**Given records**
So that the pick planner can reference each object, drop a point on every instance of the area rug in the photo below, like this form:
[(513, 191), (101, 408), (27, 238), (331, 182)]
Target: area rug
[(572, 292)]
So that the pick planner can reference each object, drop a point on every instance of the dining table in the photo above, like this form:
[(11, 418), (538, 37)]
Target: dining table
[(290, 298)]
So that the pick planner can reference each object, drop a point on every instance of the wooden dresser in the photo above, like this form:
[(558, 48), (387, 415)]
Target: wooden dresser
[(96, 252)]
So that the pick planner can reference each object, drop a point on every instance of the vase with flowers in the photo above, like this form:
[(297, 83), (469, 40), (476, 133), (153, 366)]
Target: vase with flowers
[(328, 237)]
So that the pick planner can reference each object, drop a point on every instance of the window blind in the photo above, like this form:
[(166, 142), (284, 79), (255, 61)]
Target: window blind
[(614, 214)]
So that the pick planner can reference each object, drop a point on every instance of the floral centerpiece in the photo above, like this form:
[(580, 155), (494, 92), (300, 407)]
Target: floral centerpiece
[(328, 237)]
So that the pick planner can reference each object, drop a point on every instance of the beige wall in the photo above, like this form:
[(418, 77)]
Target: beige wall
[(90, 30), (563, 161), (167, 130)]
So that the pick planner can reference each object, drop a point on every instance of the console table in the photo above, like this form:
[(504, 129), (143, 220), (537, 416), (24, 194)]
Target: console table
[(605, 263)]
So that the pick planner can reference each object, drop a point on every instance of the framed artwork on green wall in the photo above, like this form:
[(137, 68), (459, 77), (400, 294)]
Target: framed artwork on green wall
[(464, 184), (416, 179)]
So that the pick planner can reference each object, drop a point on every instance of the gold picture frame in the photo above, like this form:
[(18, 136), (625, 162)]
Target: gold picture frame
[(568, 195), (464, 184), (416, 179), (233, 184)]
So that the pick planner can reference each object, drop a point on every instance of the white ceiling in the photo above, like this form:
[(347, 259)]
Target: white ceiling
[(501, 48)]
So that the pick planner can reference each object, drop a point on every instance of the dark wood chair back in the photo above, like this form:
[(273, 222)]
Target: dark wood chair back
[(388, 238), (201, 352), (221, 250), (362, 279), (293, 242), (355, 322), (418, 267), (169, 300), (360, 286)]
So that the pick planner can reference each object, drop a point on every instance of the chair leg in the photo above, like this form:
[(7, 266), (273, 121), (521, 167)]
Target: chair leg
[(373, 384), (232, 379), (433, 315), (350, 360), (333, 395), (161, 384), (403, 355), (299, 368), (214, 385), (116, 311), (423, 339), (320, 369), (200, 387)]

**To be done**
Copy the records above exactly.

**Answer for this exercise**
So that the pick planner can reference each object, drop a point on every instance of the area rug in the photo below, like this form:
[(513, 191), (101, 408), (27, 238), (331, 182)]
Target: area rug
[(572, 292)]
So that the pick planner can reference each object, drop a point on every instance of the dining table in the photo above, like this form:
[(11, 418), (538, 37)]
Target: dining table
[(290, 298)]
So that the pick planner can reference each object, drop a point on every instance of the wooden dresser in the photo above, like this form:
[(558, 48), (387, 415)]
Target: wooden dresser
[(96, 252)]
So that the pick planner can reference each object, drop a point on every instance of the vase with flowers in the photo above, like this form:
[(297, 83), (469, 40), (476, 133), (153, 366)]
Target: vase with flowers
[(328, 237)]
So that the pick planner can reference each object, drop a point on every instance of the window blind in the photo above, like this form:
[(166, 142), (284, 79), (255, 61)]
Target: window blind
[(614, 214)]
So that the pick planner can reference each object, drop a point on every instance of the floral centerpiece in the photo above, like this form:
[(580, 155), (494, 92), (300, 407)]
Target: floral centerpiece
[(328, 237)]
So that the pick planner can reference each object, drop a point on every instance of the beige wall in the photo above, like this form:
[(418, 77)]
Target: beige wall
[(90, 30), (563, 161), (167, 130)]
So that the pick planner can reference each object, drop a point on every instance of the console table in the photo above, like this form:
[(504, 129), (143, 220), (537, 416), (24, 194)]
Target: console table
[(605, 263)]
So that the pick planner can reference each object, drop a point on every instance of the framed artwork on green wall in the photo above, like this form:
[(137, 68), (459, 77), (400, 294)]
Target: framed artwork on green wall
[(464, 184), (416, 179)]
So that the pick planner can reference each object, drop a point on every instance of the gold picture frame in the photo above, like this form:
[(18, 136), (625, 162)]
Target: gold picture frame
[(568, 195), (464, 184), (416, 179), (233, 184)]
So that the pick planner can reference each object, drop a point on every instance of the white ceiling in the photo above, like this form:
[(347, 259)]
Target: white ceiling
[(501, 48)]
So that the pick planner can reference each object, drop a point on every instance of the dark wood chair back in the photo above, like this form:
[(273, 222)]
Target: dark wood chair back
[(388, 238), (201, 352), (221, 250), (362, 279), (293, 242), (355, 322), (418, 267), (169, 300), (360, 286)]
So that the pick planner can reference each object, drop a point on every instance of the chair leg in the photo above, like this form:
[(7, 266), (273, 121), (521, 167)]
Target: chair leg
[(373, 384), (232, 379), (433, 315), (350, 360), (333, 395), (161, 384), (403, 355), (299, 368), (214, 385), (116, 311), (423, 339), (320, 369), (200, 387)]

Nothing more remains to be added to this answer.